── Data section

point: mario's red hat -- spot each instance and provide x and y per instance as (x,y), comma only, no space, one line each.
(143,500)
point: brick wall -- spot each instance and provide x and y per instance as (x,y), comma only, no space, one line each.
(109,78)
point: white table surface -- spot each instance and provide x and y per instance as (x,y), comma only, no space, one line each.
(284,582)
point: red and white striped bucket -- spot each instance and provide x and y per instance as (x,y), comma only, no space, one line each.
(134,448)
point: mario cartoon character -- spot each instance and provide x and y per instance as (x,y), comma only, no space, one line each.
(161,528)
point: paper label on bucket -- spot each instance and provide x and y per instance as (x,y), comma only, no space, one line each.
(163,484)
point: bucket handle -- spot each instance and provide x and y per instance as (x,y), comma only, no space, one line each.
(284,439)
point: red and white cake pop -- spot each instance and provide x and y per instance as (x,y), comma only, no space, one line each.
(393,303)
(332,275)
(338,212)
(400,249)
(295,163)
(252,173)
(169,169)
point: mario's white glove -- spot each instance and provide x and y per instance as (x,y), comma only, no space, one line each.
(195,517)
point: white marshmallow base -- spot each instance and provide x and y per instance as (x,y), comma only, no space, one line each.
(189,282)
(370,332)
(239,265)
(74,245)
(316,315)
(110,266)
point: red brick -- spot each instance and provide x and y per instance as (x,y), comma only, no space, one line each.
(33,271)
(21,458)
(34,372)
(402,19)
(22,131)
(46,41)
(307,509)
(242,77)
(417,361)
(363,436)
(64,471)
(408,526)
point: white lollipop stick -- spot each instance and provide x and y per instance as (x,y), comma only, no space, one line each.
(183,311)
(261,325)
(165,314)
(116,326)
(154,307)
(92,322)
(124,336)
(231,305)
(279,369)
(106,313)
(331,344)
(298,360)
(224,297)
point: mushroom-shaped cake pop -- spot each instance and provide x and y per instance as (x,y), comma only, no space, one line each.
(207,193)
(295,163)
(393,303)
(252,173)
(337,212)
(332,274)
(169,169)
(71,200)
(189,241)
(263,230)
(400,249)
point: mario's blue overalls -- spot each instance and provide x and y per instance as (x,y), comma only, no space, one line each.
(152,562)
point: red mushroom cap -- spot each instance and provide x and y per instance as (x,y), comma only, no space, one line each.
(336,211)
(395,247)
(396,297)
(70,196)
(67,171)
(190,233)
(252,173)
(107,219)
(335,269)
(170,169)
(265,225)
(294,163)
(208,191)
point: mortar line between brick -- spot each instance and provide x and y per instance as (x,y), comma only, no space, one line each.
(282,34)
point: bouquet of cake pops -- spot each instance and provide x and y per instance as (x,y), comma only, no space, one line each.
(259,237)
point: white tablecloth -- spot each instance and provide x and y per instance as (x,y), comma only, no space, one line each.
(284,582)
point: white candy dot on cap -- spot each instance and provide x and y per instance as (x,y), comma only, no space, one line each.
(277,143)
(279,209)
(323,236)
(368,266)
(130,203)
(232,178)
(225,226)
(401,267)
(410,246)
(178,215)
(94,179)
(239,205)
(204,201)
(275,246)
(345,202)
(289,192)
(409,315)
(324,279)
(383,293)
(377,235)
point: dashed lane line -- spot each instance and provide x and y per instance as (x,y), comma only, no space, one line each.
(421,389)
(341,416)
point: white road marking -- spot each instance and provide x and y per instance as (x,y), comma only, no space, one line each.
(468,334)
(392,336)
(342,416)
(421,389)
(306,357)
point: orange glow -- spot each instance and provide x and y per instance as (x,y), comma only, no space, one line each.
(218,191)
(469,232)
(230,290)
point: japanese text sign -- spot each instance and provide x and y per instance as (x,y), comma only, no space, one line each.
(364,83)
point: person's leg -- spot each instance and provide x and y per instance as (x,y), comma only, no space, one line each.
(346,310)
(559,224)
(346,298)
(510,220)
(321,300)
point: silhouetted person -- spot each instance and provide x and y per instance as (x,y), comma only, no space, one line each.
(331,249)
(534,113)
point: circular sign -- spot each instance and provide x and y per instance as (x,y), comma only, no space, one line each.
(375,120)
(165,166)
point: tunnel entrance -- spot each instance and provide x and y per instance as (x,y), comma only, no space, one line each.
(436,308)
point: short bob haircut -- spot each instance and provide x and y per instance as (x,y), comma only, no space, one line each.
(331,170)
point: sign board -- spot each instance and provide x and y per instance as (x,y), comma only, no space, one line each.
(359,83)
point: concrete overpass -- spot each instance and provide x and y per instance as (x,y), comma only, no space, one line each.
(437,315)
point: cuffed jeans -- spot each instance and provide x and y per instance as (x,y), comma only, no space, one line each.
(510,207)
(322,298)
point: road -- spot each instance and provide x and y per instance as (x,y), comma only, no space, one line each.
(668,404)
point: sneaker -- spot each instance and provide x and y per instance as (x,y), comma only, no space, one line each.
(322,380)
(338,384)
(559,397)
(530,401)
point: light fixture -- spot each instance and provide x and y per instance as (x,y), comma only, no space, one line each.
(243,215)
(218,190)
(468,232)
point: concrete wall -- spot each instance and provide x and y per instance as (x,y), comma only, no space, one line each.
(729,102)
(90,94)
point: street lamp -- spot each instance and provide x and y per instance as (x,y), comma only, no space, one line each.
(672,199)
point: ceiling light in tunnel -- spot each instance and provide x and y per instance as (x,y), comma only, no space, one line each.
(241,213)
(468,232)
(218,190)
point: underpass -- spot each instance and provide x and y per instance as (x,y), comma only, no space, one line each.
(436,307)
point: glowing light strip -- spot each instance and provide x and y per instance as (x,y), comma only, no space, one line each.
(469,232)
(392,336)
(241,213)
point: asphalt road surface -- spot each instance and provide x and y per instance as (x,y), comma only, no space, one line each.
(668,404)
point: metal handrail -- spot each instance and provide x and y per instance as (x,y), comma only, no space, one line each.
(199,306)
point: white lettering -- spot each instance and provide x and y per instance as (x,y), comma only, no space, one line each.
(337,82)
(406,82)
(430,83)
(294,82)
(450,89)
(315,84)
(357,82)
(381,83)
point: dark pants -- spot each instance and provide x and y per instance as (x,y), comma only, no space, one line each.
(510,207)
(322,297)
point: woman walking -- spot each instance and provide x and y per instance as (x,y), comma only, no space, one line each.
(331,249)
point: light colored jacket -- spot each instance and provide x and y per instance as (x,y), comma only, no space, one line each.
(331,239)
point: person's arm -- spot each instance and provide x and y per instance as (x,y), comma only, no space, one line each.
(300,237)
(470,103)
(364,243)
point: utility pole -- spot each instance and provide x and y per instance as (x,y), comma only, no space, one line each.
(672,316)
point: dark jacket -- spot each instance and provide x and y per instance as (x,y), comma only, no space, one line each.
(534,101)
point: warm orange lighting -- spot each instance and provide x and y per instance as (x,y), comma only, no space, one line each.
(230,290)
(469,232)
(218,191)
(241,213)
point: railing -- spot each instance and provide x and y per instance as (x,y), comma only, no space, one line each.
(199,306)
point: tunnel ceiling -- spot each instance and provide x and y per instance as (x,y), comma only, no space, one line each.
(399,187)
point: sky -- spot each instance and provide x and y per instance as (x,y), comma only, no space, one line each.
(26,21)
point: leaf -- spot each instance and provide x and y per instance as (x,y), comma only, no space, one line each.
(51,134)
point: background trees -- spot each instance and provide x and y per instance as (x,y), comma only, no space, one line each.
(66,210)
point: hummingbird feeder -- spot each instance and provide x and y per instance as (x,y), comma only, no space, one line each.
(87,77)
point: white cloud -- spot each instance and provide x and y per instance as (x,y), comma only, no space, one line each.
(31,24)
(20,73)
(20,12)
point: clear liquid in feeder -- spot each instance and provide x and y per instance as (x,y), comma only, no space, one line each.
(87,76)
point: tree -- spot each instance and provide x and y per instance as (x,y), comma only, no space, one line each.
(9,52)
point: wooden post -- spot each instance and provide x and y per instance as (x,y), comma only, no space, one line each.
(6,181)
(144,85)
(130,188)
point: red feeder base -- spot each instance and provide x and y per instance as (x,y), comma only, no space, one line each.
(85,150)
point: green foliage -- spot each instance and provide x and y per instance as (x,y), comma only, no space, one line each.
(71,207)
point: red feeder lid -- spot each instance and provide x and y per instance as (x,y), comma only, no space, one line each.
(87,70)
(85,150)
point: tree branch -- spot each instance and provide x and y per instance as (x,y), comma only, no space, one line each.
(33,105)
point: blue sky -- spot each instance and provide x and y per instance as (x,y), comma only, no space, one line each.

────

Given task » Rewrite the records from the line containing "point: white cloud" through the end of the records, inclusive, leaving the requests unchanged. Scale every point coordinate in the answers by 0.55, rounding each result to a whole number with halves rounded up.

In response »
point: white cloud -- spot each instance and provide x and y per instance as (x,y), comma only, no space, one line each.
(17,13)
(11,40)
(11,7)
point: clear liquid in feeder -- spot each instance and provide x and y per instance as (x,y), comma only, no space, one line each.
(48,42)
point: tree -- spot each instance and provide x and y per instance as (x,y), comma only, no space, one line each.
(5,29)
point: wooden post -- spot each instance and provide x and y per instance as (x,y), comma only, no space, one line each.
(3,100)
(79,47)
(72,103)
point: red feeder base -- spot each instance and provide x and y per instance as (x,y), comma only, no space, one line each.
(47,83)
point: green foliage -- spot each instance and provide x and y per instance as (x,y), comma only, no space, one line each.
(39,114)
point: red feeder lid -- spot each instance and provide x and y per instance as (x,y), comma only, no space, one line each.
(48,39)
(47,83)
point: tree branch -- spot each instance and provide x and y per instance as (x,y), comma only, no space, one line each.
(18,58)
point: blue sky -- spot each instance and provide x and y per instance as (x,y), comma only, no space, one line each.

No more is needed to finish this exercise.